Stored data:
*****
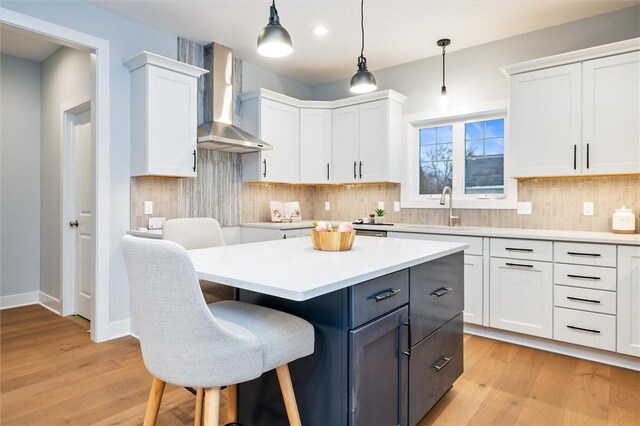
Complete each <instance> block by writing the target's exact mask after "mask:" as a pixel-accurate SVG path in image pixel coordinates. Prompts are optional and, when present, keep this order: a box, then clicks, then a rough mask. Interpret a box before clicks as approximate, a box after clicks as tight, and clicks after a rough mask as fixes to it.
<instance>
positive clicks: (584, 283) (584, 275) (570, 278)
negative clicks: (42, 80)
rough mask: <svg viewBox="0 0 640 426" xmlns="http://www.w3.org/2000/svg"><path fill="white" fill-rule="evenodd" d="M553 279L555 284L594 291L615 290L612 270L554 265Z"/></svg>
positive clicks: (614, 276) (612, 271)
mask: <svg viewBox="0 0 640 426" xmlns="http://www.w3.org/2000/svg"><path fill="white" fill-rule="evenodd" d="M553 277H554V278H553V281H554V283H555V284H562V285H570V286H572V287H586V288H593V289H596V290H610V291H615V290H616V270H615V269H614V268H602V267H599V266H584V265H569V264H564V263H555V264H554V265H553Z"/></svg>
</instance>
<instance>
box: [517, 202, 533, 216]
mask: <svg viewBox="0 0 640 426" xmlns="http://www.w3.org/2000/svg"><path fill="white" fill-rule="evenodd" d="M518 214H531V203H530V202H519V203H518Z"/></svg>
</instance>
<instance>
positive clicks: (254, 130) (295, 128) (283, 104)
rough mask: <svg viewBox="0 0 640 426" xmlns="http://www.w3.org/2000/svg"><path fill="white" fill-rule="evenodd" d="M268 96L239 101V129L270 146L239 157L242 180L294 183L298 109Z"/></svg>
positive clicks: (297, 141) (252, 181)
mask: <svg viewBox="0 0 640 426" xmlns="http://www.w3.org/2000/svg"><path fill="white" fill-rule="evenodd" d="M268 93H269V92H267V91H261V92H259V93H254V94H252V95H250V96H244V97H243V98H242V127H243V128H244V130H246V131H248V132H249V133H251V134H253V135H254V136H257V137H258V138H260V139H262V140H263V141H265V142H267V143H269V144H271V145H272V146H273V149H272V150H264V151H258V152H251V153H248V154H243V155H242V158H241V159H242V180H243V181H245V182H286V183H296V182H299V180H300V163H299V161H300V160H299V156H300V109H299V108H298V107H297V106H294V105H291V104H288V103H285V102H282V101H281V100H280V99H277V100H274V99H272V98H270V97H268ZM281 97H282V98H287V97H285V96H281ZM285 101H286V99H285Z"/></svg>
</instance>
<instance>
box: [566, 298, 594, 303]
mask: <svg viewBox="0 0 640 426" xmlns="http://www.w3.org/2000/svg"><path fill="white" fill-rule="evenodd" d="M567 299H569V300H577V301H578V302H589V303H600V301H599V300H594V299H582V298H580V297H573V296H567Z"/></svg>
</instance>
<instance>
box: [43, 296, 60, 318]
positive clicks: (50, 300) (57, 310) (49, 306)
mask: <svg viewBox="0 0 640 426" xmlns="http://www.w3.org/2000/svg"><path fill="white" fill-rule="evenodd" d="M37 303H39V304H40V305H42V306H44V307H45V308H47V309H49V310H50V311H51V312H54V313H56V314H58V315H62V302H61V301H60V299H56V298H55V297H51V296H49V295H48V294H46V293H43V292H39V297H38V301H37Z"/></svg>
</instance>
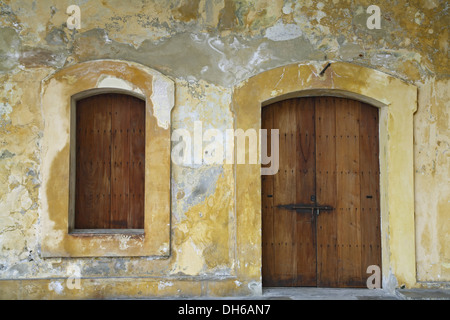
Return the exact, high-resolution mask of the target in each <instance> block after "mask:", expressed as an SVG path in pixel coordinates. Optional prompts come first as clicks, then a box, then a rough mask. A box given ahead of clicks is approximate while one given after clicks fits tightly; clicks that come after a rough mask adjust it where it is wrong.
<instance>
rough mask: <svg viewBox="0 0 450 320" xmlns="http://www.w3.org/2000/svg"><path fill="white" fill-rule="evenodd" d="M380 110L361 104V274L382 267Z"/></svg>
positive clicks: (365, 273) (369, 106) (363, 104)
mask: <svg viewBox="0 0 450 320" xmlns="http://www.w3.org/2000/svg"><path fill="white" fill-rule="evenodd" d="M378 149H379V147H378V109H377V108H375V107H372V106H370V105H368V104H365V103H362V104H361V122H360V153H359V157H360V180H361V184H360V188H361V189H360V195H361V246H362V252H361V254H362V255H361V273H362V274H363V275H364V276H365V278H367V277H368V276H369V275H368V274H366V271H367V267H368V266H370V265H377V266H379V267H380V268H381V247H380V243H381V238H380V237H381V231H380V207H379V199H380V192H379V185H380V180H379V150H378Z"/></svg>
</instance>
*****
● Assigned task:
Pick out every line of the listing that contains the word "positive" and copy each one. Match case exactly.

● Answer for the task:
positive clicks: (584, 283) (584, 275) (570, 278)
positive clicks: (614, 276) (612, 271)
positive clicks: (254, 130) (295, 128) (283, 104)
positive clicks: (297, 141) (252, 181)
positive clicks: (50, 300) (57, 310) (49, 306)
positive clicks: (365, 273) (369, 106) (363, 104)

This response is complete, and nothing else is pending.